Instructions to follow:
Only the lines below from the one containing "Query: patterned area rug" through the last line should be set down, exactly as written and with no pictures.

----------

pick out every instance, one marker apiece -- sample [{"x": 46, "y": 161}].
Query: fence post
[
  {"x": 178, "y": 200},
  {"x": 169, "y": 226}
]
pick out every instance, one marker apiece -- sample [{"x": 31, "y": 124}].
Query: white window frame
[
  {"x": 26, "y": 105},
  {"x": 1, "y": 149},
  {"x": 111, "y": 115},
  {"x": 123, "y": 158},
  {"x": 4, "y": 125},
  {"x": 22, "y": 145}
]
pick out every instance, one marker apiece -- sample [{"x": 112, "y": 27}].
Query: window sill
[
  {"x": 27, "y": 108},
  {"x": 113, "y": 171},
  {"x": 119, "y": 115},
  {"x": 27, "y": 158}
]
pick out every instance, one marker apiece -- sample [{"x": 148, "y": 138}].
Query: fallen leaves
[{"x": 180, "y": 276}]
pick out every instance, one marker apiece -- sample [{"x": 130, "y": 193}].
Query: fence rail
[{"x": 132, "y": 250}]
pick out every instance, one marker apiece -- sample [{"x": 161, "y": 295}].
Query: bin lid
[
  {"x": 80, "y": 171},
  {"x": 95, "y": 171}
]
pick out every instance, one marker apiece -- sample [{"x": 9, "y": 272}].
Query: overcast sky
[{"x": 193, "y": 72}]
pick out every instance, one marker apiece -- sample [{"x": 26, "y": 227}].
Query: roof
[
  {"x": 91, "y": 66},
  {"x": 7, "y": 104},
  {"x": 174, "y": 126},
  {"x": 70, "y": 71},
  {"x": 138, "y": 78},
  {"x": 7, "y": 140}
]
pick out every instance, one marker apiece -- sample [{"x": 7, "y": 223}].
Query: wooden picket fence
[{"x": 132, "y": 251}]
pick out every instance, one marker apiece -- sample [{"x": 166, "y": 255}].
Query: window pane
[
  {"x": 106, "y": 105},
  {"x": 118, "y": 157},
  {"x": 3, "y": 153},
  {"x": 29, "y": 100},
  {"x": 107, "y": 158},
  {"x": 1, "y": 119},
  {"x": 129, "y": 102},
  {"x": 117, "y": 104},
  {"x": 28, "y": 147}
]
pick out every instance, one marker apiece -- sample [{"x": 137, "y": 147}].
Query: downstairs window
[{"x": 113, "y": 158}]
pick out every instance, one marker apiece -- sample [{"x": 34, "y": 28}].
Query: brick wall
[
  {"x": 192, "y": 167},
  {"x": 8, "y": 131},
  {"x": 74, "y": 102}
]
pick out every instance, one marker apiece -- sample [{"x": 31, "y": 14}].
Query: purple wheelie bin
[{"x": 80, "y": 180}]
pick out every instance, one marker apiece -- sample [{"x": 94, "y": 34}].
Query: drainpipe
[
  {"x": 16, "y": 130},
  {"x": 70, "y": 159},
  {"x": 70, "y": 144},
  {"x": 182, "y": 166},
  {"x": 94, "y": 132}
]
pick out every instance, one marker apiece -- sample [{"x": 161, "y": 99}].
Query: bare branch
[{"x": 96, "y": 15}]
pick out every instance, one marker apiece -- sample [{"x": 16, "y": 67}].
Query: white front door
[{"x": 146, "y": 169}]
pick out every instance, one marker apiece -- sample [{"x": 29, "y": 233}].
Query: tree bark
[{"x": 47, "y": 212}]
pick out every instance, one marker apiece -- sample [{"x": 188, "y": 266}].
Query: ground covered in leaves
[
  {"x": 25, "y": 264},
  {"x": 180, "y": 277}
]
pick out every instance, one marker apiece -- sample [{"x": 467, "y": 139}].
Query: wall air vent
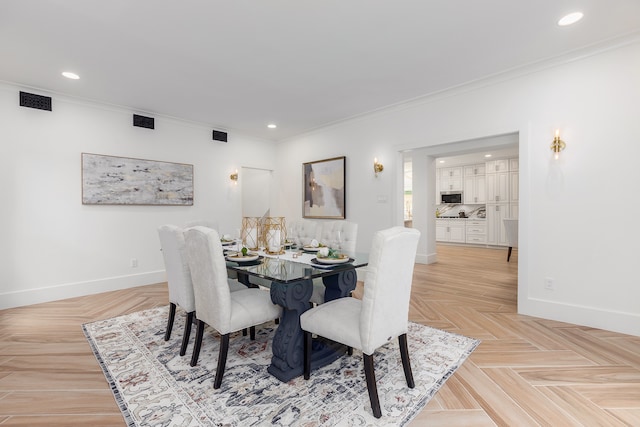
[
  {"x": 32, "y": 100},
  {"x": 218, "y": 135},
  {"x": 143, "y": 122}
]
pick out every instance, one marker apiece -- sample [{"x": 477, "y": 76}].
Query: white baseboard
[
  {"x": 72, "y": 290},
  {"x": 426, "y": 258},
  {"x": 624, "y": 323}
]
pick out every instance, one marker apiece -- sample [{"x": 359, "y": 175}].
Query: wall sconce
[
  {"x": 377, "y": 167},
  {"x": 557, "y": 145}
]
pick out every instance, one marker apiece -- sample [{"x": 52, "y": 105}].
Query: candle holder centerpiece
[
  {"x": 250, "y": 232},
  {"x": 274, "y": 234}
]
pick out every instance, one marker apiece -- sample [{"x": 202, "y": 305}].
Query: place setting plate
[
  {"x": 240, "y": 259},
  {"x": 326, "y": 262}
]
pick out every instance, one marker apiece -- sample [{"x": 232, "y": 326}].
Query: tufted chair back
[
  {"x": 209, "y": 276},
  {"x": 387, "y": 288},
  {"x": 302, "y": 232},
  {"x": 202, "y": 222},
  {"x": 174, "y": 253},
  {"x": 329, "y": 235}
]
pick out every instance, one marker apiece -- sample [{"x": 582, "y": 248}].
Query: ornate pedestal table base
[{"x": 287, "y": 360}]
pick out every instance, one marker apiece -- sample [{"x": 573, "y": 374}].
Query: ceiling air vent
[
  {"x": 32, "y": 100},
  {"x": 219, "y": 136},
  {"x": 143, "y": 122}
]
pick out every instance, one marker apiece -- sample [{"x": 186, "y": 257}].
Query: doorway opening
[{"x": 423, "y": 191}]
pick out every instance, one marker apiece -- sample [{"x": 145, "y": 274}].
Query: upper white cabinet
[
  {"x": 474, "y": 170},
  {"x": 475, "y": 189},
  {"x": 494, "y": 166},
  {"x": 514, "y": 179},
  {"x": 498, "y": 187},
  {"x": 451, "y": 179}
]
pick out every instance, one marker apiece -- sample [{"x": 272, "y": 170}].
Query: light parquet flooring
[{"x": 526, "y": 372}]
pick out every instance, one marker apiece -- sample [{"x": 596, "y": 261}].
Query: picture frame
[
  {"x": 324, "y": 188},
  {"x": 112, "y": 180}
]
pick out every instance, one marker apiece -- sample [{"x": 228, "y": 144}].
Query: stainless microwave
[{"x": 451, "y": 197}]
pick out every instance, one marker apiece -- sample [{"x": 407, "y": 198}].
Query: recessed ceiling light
[
  {"x": 569, "y": 19},
  {"x": 70, "y": 75}
]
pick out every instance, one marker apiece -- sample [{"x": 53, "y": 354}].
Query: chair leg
[
  {"x": 198, "y": 343},
  {"x": 172, "y": 315},
  {"x": 187, "y": 333},
  {"x": 371, "y": 385},
  {"x": 308, "y": 340},
  {"x": 406, "y": 363},
  {"x": 222, "y": 360}
]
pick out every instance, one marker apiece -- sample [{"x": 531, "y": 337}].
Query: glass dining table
[{"x": 289, "y": 277}]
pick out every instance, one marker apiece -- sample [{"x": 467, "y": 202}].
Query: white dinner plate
[
  {"x": 333, "y": 260},
  {"x": 240, "y": 258}
]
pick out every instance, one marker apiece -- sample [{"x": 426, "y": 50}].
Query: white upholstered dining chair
[
  {"x": 178, "y": 279},
  {"x": 511, "y": 233},
  {"x": 216, "y": 306},
  {"x": 335, "y": 234},
  {"x": 301, "y": 232},
  {"x": 174, "y": 253},
  {"x": 380, "y": 316}
]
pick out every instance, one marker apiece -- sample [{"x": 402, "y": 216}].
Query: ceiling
[{"x": 239, "y": 65}]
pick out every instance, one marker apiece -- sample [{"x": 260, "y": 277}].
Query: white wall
[
  {"x": 565, "y": 233},
  {"x": 54, "y": 247}
]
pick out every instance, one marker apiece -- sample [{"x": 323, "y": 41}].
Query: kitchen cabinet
[
  {"x": 497, "y": 187},
  {"x": 513, "y": 211},
  {"x": 450, "y": 230},
  {"x": 514, "y": 178},
  {"x": 476, "y": 231},
  {"x": 475, "y": 189},
  {"x": 495, "y": 226},
  {"x": 494, "y": 166},
  {"x": 451, "y": 179},
  {"x": 474, "y": 170}
]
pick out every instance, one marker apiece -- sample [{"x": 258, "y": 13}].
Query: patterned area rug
[{"x": 154, "y": 386}]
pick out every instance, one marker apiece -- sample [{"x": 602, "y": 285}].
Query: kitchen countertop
[{"x": 458, "y": 218}]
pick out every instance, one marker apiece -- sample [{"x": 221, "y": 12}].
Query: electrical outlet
[{"x": 550, "y": 283}]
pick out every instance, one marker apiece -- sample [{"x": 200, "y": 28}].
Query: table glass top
[{"x": 295, "y": 265}]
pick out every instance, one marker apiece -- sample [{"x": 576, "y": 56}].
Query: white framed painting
[
  {"x": 324, "y": 189},
  {"x": 112, "y": 180}
]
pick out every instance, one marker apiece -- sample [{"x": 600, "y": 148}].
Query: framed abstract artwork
[
  {"x": 110, "y": 180},
  {"x": 324, "y": 189}
]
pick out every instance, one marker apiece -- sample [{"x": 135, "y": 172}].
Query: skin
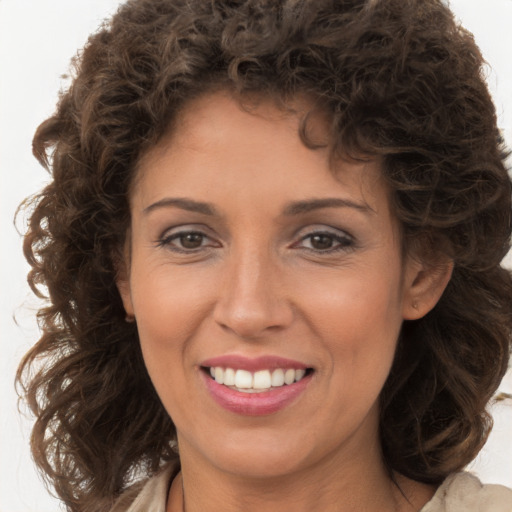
[{"x": 326, "y": 286}]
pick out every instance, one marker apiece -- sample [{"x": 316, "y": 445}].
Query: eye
[
  {"x": 186, "y": 241},
  {"x": 326, "y": 241}
]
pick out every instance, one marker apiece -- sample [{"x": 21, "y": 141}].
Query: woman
[{"x": 272, "y": 250}]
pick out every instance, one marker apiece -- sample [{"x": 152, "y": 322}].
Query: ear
[
  {"x": 123, "y": 281},
  {"x": 424, "y": 283}
]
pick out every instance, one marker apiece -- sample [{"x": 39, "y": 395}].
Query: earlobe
[
  {"x": 424, "y": 285},
  {"x": 123, "y": 286}
]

----------

Answer to this problem:
Query: patterned area rug
[{"x": 154, "y": 386}]
pick out every instance, one marker apiece -- sample [{"x": 602, "y": 285}].
Query: kitchen countertop
[{"x": 458, "y": 218}]
pick out every instance, one marker apiece -- sample [{"x": 221, "y": 12}].
Query: electrical outlet
[{"x": 550, "y": 283}]
pick out every instance, one marker apiece -- sample [{"x": 200, "y": 28}].
Query: table glass top
[{"x": 295, "y": 265}]
pick out every instance, one marker apiece -- sample [{"x": 576, "y": 56}].
Query: white framed painting
[
  {"x": 324, "y": 189},
  {"x": 112, "y": 180}
]
pick out every instance, one marker apiece -- sample [{"x": 600, "y": 148}].
Query: framed abstract artwork
[
  {"x": 110, "y": 180},
  {"x": 324, "y": 189}
]
pick out every instance, one marker apiece -- sample [{"x": 135, "y": 172}].
Query: skin
[{"x": 326, "y": 286}]
pick out every instance, one marker apiece -- sample [{"x": 316, "y": 445}].
Query: eye
[
  {"x": 186, "y": 241},
  {"x": 326, "y": 241}
]
pick out every instance, one marker apiece -- sample [{"x": 21, "y": 141}].
Query: woman
[{"x": 272, "y": 250}]
pick out every instance, one marker apiece -- sample [{"x": 152, "y": 322}].
Query: ear
[
  {"x": 123, "y": 281},
  {"x": 424, "y": 283}
]
pick out every instance, one marker apiece -- sample [{"x": 39, "y": 395}].
Query: earlobe
[
  {"x": 424, "y": 285},
  {"x": 123, "y": 286}
]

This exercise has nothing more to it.